What the task asks ▸ Quote all of the entries word for word.

(Labeled area outline items)
━━━━━━━━━━━━━━━━

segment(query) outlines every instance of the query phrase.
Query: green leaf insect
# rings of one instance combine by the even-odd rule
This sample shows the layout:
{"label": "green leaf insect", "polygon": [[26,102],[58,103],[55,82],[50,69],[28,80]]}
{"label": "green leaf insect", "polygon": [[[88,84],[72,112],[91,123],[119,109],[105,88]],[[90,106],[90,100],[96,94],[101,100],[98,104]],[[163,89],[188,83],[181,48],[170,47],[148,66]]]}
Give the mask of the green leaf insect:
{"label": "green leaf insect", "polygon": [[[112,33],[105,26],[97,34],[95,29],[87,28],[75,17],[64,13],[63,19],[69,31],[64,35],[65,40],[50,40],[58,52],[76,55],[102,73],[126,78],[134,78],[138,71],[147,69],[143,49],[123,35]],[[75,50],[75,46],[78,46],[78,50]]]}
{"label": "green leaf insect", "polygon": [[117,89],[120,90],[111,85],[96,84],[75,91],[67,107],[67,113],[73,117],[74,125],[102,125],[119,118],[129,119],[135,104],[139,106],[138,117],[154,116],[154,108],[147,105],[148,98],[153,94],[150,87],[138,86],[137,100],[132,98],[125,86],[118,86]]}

━━━━━━━━━━━━━━━━

Result of the task ▸
segment(query) outlines every instance of the query phrase.
Query: green leaf insect
# rings of one instance combine by the even-odd rule
This sample shows the layout:
{"label": "green leaf insect", "polygon": [[26,102],[58,103],[55,82],[50,69],[28,80]]}
{"label": "green leaf insect", "polygon": [[[88,84],[72,112],[91,123],[119,109],[105,88]],[[90,106],[90,100],[96,94],[101,100],[98,104]],[[163,89],[188,83],[181,48],[170,47],[148,66]]]}
Give the mask of the green leaf insect:
{"label": "green leaf insect", "polygon": [[[112,33],[105,26],[97,34],[95,29],[87,28],[75,17],[64,13],[63,19],[69,31],[64,35],[65,40],[50,40],[58,52],[76,55],[102,73],[126,78],[134,78],[138,71],[147,69],[143,49],[123,35]],[[75,50],[75,46],[78,46],[78,50]]]}
{"label": "green leaf insect", "polygon": [[117,89],[120,90],[111,85],[96,84],[75,91],[67,107],[67,113],[73,117],[74,125],[102,125],[119,118],[129,119],[135,104],[139,106],[138,117],[154,116],[154,108],[147,105],[148,98],[153,94],[150,87],[138,86],[137,100],[132,98],[125,86],[118,86]]}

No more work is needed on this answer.